-- Written exercise --
Report how many lines of the records below contain the string "pant", counting case as significant. Give only the number.

-- Data provided --
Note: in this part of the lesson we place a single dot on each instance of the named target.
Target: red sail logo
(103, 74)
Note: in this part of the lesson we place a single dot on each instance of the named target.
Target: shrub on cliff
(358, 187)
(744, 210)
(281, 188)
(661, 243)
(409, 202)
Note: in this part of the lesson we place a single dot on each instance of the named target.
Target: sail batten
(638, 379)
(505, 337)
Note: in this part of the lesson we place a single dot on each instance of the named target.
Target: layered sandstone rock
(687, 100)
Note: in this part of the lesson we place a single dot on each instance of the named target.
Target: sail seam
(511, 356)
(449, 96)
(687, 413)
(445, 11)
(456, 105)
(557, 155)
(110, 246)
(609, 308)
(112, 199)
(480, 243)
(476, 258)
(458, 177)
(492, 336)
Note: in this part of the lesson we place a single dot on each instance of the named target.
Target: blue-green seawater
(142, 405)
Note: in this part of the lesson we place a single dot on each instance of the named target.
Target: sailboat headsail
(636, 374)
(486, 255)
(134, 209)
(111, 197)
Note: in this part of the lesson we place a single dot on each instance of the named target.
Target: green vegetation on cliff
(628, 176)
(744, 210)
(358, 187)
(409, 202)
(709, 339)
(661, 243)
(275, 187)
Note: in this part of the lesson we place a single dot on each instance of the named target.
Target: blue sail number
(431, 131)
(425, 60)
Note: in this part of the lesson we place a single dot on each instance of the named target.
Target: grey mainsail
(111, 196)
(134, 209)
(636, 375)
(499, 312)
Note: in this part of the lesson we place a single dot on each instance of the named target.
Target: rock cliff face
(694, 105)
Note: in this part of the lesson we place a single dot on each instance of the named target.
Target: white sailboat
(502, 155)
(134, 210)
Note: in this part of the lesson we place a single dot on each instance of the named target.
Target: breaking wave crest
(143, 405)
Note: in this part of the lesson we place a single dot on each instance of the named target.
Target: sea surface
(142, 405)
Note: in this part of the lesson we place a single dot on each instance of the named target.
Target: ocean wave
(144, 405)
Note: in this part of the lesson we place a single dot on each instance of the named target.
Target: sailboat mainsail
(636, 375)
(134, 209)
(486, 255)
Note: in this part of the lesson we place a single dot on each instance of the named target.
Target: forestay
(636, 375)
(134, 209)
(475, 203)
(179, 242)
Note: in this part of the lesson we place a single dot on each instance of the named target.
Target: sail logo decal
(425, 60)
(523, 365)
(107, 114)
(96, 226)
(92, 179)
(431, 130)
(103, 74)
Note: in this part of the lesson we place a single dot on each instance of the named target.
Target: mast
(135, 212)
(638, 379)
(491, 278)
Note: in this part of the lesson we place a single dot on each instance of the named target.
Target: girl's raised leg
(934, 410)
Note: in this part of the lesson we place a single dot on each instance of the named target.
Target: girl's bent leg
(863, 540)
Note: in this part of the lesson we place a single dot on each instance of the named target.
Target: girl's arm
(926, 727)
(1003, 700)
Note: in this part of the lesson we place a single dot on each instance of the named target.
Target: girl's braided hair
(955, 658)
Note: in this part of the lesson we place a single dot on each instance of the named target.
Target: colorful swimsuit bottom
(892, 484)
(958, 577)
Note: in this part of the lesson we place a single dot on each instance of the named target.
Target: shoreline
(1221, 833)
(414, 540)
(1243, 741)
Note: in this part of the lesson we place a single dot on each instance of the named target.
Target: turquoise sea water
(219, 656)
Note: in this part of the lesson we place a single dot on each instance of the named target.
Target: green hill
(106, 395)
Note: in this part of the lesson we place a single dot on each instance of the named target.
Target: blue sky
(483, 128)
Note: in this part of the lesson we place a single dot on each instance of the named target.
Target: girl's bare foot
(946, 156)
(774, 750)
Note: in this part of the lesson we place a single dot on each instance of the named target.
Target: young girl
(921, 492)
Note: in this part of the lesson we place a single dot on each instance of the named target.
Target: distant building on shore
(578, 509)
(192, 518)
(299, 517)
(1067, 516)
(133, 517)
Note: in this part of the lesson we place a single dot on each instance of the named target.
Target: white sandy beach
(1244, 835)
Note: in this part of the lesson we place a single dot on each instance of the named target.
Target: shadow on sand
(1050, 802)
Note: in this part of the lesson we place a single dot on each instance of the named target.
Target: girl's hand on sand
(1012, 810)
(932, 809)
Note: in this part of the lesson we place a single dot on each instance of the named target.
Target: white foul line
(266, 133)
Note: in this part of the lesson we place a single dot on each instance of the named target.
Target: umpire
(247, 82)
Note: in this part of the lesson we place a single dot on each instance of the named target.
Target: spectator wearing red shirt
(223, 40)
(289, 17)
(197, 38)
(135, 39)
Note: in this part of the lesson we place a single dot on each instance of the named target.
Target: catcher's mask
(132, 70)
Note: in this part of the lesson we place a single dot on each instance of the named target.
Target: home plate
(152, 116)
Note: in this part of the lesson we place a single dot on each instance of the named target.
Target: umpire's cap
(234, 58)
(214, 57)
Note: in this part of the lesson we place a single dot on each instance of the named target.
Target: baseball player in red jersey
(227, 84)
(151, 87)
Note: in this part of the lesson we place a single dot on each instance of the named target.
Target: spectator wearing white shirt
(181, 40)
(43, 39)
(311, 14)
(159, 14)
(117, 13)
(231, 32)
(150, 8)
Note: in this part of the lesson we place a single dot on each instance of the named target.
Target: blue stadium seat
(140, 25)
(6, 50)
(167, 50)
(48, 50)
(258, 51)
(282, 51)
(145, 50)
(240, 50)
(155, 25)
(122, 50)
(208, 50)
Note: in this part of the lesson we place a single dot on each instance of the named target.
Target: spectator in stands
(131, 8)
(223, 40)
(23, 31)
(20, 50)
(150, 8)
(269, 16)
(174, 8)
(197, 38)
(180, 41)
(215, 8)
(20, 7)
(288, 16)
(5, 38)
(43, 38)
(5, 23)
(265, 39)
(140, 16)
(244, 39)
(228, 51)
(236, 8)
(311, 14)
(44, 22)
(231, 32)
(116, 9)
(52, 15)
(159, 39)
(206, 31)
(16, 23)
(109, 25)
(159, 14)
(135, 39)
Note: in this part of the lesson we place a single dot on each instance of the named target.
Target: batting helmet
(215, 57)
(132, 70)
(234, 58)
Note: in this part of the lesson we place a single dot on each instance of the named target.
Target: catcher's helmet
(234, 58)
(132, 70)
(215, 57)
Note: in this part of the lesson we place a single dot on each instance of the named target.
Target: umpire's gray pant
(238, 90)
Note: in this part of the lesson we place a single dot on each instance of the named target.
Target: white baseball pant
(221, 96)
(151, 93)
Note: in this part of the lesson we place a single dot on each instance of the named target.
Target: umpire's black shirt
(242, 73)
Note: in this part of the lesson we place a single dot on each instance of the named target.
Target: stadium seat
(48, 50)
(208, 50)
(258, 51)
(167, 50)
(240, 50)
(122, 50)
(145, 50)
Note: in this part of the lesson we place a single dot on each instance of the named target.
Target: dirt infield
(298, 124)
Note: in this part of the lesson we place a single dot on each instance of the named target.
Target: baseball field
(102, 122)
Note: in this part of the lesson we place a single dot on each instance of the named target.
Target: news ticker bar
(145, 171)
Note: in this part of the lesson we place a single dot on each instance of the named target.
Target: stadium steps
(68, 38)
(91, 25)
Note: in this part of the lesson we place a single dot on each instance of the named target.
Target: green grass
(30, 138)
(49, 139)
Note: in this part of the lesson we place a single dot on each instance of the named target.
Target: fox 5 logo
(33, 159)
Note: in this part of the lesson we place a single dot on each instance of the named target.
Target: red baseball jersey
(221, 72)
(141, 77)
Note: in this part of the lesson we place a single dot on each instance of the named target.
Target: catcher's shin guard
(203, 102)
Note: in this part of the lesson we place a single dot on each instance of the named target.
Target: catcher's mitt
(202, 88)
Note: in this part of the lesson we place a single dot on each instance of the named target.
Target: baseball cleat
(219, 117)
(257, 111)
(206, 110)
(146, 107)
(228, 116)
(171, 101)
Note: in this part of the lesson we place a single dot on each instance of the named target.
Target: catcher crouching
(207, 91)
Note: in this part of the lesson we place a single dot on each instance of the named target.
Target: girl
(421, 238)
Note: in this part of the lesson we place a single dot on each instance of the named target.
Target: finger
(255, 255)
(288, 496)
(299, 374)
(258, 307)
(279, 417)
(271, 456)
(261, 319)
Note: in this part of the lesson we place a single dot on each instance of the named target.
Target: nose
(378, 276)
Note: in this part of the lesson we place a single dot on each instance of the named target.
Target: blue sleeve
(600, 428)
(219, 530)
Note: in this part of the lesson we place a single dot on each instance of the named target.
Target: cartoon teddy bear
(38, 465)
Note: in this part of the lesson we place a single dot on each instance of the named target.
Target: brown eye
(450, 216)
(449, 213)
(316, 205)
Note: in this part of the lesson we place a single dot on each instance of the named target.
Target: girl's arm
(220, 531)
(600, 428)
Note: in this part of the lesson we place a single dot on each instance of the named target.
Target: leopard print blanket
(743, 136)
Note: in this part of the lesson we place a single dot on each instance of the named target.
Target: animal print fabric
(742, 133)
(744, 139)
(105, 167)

-- Solution to the problem --
2